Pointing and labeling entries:
● ● ● ●
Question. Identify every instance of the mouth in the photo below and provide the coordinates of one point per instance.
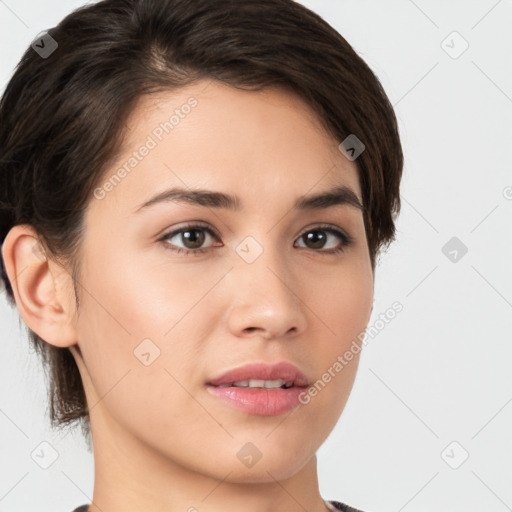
(260, 389)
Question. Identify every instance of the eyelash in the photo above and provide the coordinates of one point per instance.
(346, 239)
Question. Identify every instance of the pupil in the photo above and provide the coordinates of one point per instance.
(190, 237)
(317, 237)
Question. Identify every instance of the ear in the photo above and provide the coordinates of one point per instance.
(40, 287)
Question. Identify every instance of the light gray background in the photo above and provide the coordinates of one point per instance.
(441, 370)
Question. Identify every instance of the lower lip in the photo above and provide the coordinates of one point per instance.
(263, 402)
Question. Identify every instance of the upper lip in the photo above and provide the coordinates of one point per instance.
(263, 371)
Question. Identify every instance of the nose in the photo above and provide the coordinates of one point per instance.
(266, 297)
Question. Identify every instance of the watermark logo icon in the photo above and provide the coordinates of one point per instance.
(455, 455)
(249, 249)
(454, 249)
(454, 45)
(146, 352)
(351, 147)
(44, 455)
(44, 44)
(249, 455)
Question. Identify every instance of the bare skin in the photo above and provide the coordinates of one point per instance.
(161, 441)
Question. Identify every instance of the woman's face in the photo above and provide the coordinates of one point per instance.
(261, 283)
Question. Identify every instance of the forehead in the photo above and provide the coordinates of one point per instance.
(211, 135)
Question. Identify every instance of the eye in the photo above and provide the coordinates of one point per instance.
(318, 237)
(194, 236)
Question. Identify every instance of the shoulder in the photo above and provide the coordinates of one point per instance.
(341, 506)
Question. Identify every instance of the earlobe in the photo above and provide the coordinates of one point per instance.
(37, 288)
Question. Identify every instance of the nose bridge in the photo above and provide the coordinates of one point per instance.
(264, 294)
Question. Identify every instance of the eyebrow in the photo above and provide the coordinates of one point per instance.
(340, 195)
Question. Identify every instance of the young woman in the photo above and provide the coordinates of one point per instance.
(193, 198)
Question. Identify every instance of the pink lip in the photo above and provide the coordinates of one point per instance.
(262, 371)
(263, 402)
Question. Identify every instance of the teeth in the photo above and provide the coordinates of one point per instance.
(254, 383)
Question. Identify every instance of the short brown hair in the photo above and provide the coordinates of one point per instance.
(62, 117)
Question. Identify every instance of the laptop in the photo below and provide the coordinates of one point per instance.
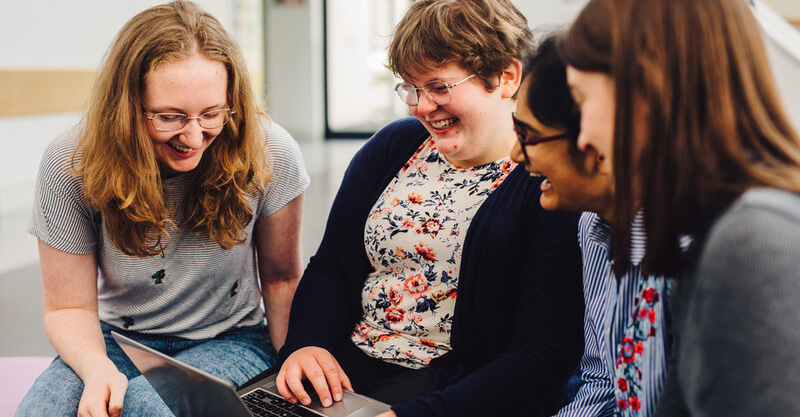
(189, 391)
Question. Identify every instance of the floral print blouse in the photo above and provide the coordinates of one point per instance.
(414, 236)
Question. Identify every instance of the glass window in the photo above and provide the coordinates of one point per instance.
(360, 95)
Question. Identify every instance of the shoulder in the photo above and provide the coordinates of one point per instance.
(58, 159)
(399, 137)
(758, 237)
(758, 214)
(779, 202)
(277, 138)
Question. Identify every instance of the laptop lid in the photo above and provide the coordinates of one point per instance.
(189, 391)
(186, 390)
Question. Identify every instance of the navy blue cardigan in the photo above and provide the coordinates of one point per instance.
(517, 330)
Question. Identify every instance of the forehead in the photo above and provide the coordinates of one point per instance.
(523, 112)
(195, 80)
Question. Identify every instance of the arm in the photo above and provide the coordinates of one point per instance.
(279, 264)
(327, 302)
(547, 331)
(73, 327)
(595, 396)
(738, 352)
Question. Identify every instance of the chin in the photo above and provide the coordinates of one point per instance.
(549, 204)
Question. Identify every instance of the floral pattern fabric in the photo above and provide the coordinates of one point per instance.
(639, 335)
(414, 237)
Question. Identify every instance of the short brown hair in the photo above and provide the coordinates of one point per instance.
(481, 36)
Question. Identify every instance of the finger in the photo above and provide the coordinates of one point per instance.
(345, 379)
(332, 369)
(117, 396)
(295, 384)
(319, 380)
(281, 382)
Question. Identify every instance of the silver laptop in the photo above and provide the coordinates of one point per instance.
(189, 391)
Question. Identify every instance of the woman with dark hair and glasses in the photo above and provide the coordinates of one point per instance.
(680, 98)
(441, 286)
(170, 214)
(627, 319)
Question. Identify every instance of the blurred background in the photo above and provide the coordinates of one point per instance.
(318, 64)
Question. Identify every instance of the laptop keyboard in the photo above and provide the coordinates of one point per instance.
(266, 404)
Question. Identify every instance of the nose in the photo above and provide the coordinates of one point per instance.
(516, 153)
(426, 105)
(583, 142)
(192, 134)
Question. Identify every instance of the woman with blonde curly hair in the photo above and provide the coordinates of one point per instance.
(168, 215)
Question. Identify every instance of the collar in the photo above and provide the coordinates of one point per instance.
(600, 233)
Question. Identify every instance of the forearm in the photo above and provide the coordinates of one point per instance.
(278, 296)
(76, 336)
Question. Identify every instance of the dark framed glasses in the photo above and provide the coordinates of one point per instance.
(527, 136)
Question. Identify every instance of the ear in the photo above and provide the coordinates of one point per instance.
(511, 78)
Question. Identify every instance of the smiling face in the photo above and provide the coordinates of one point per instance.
(474, 128)
(572, 183)
(594, 94)
(190, 86)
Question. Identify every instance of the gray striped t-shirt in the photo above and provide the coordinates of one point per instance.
(197, 289)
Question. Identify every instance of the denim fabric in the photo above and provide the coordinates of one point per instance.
(236, 355)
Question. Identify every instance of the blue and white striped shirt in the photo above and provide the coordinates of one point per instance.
(625, 327)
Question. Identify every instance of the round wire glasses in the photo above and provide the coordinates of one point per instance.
(436, 91)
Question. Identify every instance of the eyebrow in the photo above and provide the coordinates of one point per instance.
(524, 125)
(176, 110)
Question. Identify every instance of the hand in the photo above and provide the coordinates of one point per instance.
(103, 393)
(320, 368)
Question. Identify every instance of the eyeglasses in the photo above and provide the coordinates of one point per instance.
(436, 91)
(170, 122)
(525, 139)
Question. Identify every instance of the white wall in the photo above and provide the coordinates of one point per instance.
(294, 68)
(58, 35)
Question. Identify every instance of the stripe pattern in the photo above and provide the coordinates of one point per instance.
(610, 308)
(196, 290)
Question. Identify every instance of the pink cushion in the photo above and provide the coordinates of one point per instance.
(17, 374)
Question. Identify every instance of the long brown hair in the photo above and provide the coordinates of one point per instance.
(481, 36)
(115, 157)
(715, 124)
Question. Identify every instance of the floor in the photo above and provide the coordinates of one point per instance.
(21, 318)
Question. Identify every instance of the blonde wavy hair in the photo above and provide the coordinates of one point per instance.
(115, 156)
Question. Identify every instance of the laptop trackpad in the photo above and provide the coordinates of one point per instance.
(350, 402)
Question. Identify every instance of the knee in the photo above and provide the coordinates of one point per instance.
(56, 392)
(142, 400)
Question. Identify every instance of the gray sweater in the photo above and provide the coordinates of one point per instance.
(738, 349)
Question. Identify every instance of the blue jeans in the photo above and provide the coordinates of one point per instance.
(236, 355)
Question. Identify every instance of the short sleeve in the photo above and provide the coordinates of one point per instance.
(289, 175)
(60, 216)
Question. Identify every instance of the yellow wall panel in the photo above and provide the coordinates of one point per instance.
(36, 92)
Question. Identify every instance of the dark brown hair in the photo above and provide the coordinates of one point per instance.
(715, 124)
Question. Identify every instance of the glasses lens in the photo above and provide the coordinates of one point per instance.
(438, 92)
(214, 119)
(168, 122)
(408, 94)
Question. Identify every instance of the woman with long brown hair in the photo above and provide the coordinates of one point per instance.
(679, 99)
(169, 215)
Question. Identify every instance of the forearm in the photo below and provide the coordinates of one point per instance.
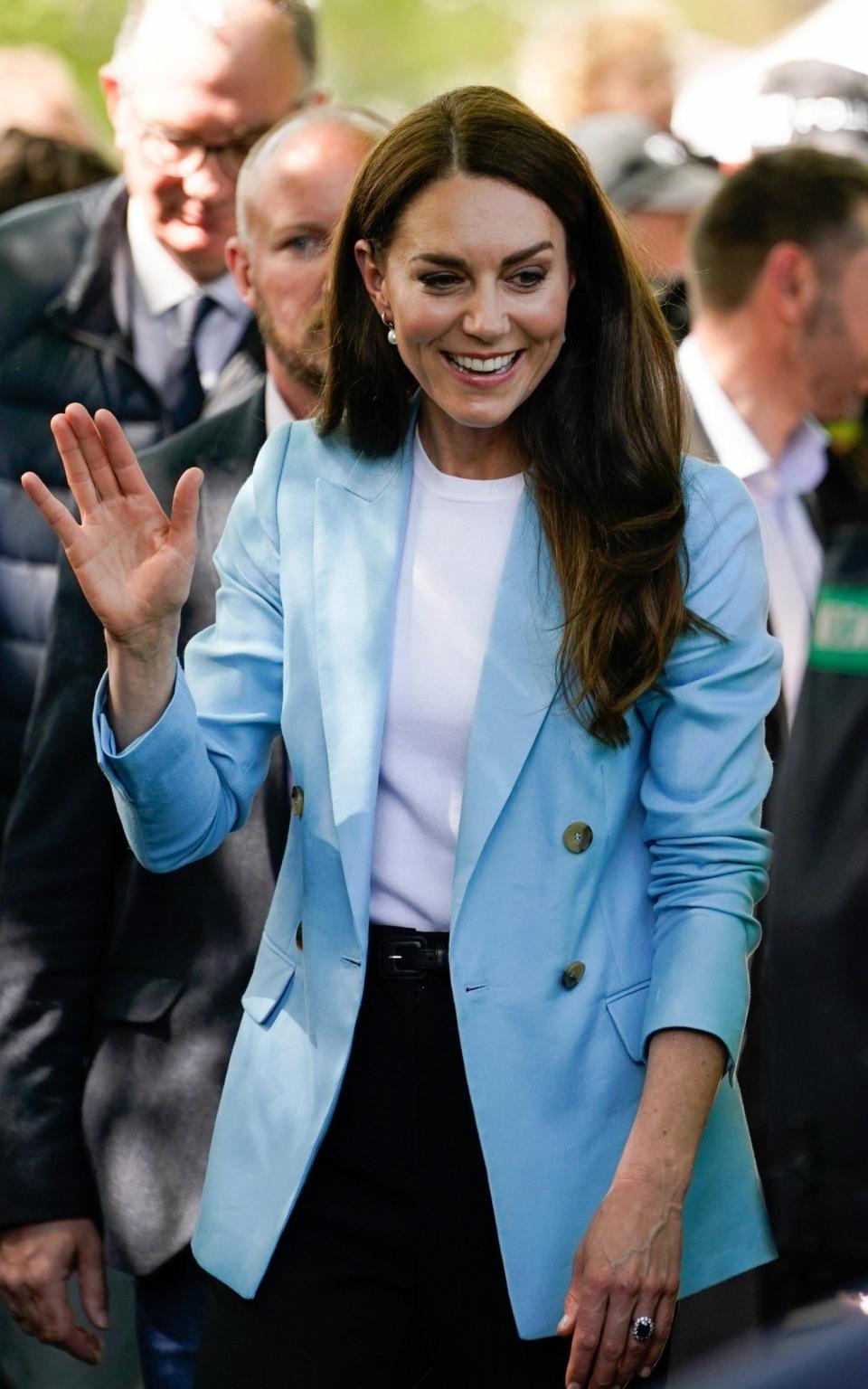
(140, 679)
(684, 1072)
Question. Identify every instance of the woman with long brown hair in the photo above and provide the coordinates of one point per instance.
(481, 1120)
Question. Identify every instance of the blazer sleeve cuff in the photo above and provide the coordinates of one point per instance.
(685, 982)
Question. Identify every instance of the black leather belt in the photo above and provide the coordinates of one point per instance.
(411, 958)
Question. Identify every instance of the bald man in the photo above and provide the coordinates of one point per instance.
(118, 296)
(121, 987)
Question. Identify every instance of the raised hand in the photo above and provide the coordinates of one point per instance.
(132, 562)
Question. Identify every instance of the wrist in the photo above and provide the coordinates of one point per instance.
(146, 643)
(668, 1176)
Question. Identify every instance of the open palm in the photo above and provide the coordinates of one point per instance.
(132, 562)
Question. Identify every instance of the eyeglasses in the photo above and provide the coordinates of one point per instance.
(181, 155)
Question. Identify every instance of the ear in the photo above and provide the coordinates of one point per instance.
(238, 260)
(373, 277)
(790, 281)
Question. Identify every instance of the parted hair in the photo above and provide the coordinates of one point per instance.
(601, 434)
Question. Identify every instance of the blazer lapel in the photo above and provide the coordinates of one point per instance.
(359, 533)
(517, 686)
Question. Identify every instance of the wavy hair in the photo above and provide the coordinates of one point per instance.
(601, 434)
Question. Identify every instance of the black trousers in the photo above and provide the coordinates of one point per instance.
(389, 1271)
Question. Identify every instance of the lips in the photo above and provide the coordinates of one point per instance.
(482, 365)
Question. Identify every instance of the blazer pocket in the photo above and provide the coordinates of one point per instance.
(129, 997)
(627, 1010)
(271, 977)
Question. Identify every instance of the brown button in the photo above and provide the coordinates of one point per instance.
(572, 974)
(578, 836)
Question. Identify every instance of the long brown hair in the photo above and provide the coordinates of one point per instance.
(601, 432)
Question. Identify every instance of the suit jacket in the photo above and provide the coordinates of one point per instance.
(59, 342)
(816, 959)
(121, 987)
(658, 907)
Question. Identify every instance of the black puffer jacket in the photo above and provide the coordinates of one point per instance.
(60, 342)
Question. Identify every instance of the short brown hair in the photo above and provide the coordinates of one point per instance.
(797, 194)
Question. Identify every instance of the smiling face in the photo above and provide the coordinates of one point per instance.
(476, 282)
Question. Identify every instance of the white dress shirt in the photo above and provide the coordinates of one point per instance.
(793, 553)
(455, 549)
(277, 410)
(149, 284)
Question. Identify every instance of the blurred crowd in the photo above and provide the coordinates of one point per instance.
(178, 279)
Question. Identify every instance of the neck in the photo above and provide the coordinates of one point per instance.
(759, 373)
(300, 398)
(466, 451)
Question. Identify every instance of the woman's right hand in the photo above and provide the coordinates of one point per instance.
(132, 562)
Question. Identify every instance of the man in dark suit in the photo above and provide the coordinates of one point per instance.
(117, 295)
(121, 987)
(781, 334)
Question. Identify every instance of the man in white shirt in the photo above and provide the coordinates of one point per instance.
(121, 987)
(781, 334)
(118, 295)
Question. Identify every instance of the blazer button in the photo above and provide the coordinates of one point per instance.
(572, 974)
(578, 836)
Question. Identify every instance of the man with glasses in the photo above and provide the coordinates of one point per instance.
(118, 296)
(121, 989)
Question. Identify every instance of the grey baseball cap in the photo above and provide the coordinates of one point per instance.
(643, 167)
(808, 101)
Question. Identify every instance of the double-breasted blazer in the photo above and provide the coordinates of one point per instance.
(657, 907)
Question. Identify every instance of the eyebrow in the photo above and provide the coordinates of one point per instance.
(456, 261)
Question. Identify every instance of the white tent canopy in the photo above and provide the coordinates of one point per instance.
(717, 106)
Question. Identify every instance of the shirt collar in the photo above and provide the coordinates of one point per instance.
(803, 461)
(277, 410)
(161, 281)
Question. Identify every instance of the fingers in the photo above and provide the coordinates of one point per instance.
(583, 1318)
(59, 517)
(75, 466)
(92, 1280)
(41, 1308)
(185, 506)
(96, 456)
(649, 1353)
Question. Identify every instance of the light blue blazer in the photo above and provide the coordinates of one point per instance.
(658, 907)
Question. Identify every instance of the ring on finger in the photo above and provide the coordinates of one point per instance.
(642, 1329)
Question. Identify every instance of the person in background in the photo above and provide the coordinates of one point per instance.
(824, 106)
(41, 165)
(604, 57)
(119, 987)
(119, 292)
(779, 282)
(658, 186)
(39, 95)
(517, 731)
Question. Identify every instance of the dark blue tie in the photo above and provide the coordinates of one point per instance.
(182, 393)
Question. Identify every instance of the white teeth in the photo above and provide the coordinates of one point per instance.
(484, 364)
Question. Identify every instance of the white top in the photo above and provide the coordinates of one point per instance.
(143, 305)
(455, 547)
(793, 553)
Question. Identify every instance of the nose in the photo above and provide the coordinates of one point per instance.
(209, 184)
(485, 316)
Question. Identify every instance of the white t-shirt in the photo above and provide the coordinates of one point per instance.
(455, 549)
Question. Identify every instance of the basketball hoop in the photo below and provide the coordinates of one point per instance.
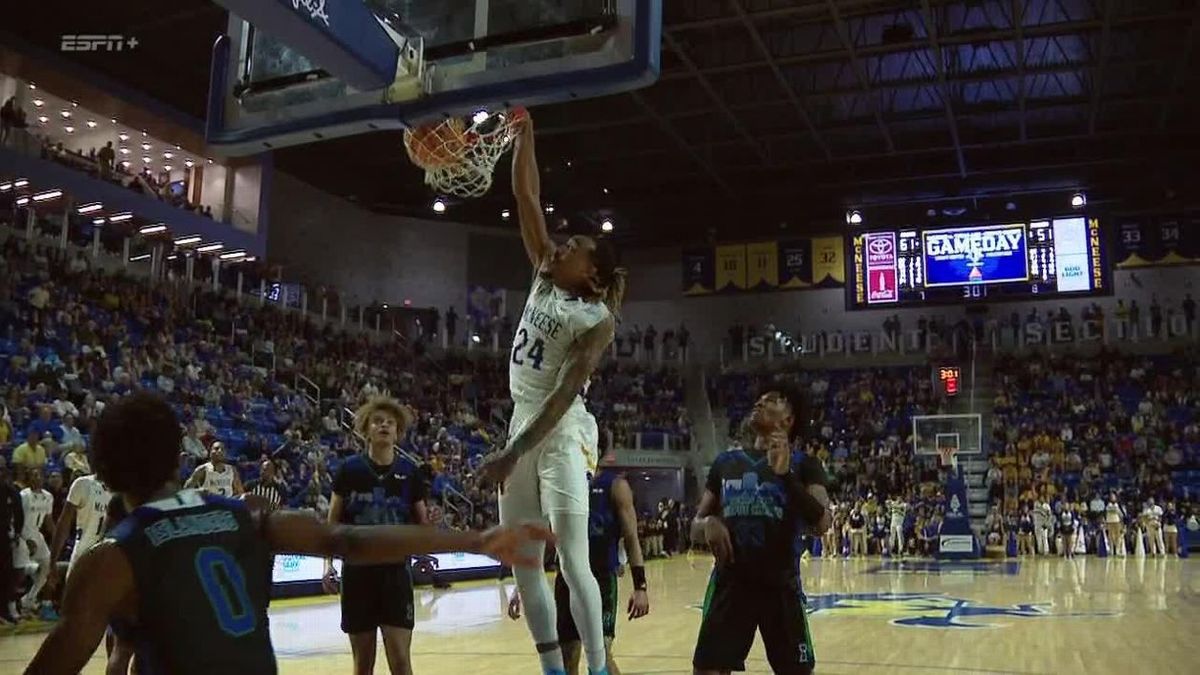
(459, 155)
(948, 455)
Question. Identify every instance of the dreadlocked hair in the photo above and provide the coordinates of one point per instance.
(612, 279)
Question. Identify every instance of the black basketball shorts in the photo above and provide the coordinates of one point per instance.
(567, 629)
(375, 596)
(735, 609)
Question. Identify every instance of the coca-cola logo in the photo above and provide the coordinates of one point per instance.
(880, 246)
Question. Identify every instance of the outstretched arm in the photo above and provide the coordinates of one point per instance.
(87, 610)
(297, 532)
(527, 190)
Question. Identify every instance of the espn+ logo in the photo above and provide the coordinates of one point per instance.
(89, 42)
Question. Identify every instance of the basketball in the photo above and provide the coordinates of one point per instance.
(437, 145)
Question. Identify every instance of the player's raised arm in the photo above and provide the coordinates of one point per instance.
(527, 190)
(88, 608)
(582, 359)
(299, 532)
(623, 501)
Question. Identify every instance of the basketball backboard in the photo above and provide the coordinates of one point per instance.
(297, 71)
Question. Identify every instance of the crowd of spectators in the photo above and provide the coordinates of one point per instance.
(1071, 435)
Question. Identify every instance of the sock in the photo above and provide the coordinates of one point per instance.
(571, 531)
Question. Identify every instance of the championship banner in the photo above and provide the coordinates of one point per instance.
(976, 255)
(828, 264)
(699, 276)
(1158, 242)
(762, 266)
(731, 268)
(796, 263)
(765, 266)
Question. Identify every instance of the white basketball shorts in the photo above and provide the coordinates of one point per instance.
(552, 478)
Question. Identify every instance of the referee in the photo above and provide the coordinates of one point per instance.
(268, 487)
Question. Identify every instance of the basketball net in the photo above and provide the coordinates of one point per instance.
(459, 156)
(949, 457)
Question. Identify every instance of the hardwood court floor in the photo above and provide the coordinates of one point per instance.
(1045, 616)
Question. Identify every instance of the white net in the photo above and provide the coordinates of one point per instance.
(459, 156)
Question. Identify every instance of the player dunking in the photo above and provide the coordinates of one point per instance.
(378, 488)
(755, 505)
(567, 326)
(216, 477)
(186, 575)
(612, 518)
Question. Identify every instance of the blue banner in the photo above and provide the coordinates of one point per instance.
(976, 255)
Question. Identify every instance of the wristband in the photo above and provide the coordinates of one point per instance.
(639, 573)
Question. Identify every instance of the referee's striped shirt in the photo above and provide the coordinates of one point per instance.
(270, 491)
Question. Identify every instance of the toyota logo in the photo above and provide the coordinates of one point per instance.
(880, 246)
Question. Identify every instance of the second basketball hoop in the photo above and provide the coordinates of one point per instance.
(460, 155)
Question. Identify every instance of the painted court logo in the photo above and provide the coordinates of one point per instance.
(933, 610)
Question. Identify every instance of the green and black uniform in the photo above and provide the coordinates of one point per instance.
(377, 595)
(604, 536)
(202, 572)
(761, 589)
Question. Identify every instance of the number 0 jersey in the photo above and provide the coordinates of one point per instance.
(551, 322)
(203, 579)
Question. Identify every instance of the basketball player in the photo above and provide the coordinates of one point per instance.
(612, 520)
(186, 577)
(379, 488)
(216, 476)
(755, 503)
(565, 329)
(31, 551)
(1114, 518)
(898, 509)
(1152, 515)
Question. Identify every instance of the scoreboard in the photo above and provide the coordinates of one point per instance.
(1015, 261)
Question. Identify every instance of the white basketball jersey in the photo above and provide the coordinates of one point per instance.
(217, 482)
(90, 499)
(551, 322)
(37, 507)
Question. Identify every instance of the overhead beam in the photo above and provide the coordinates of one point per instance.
(847, 42)
(1019, 45)
(969, 37)
(717, 97)
(1181, 67)
(688, 148)
(784, 83)
(943, 88)
(1098, 81)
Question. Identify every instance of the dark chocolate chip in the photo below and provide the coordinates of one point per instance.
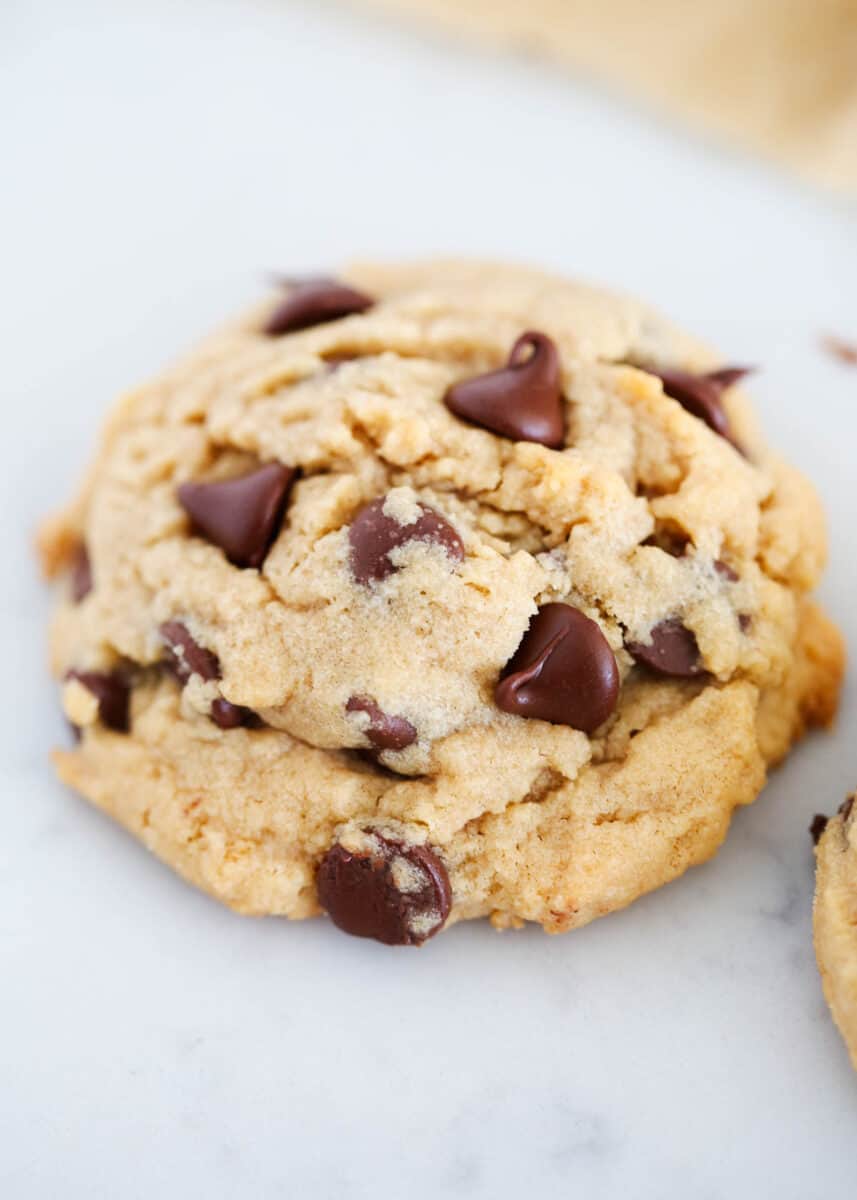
● ● ● ●
The task: Make an exact copy of the lines of the records from the line containing "Question. Identify every instance of the number" through the final line, both ends included, but not of the pictures.

Full response:
Question. Identify every instance of the number 0 jersey in the photo above and provide the coordinates of one point per instance.
(551, 322)
(203, 579)
Question. Identify every instance of the basketball player in the photo above and provide the coordinates of one point per instance.
(612, 520)
(186, 577)
(379, 488)
(216, 476)
(755, 503)
(565, 329)
(31, 551)
(1114, 518)
(898, 509)
(1152, 515)
Question. Identify every instance of the scoreboard in the photo above and provide the coordinates of one point per instance.
(1015, 261)
Question. Identify every instance of the white basketball jersey in the photo above and provide the coordinates of one point per instance.
(217, 482)
(90, 499)
(551, 322)
(37, 507)
Question. Identify every instance of the overhead beam in the photo above and provide the coordinates of one point per instance.
(847, 42)
(1019, 45)
(969, 37)
(717, 97)
(1181, 67)
(688, 148)
(784, 83)
(943, 88)
(1098, 81)
Question. Identify every instance of the dark chocolate chip in the photo below and provide the coordinates of one point per instance.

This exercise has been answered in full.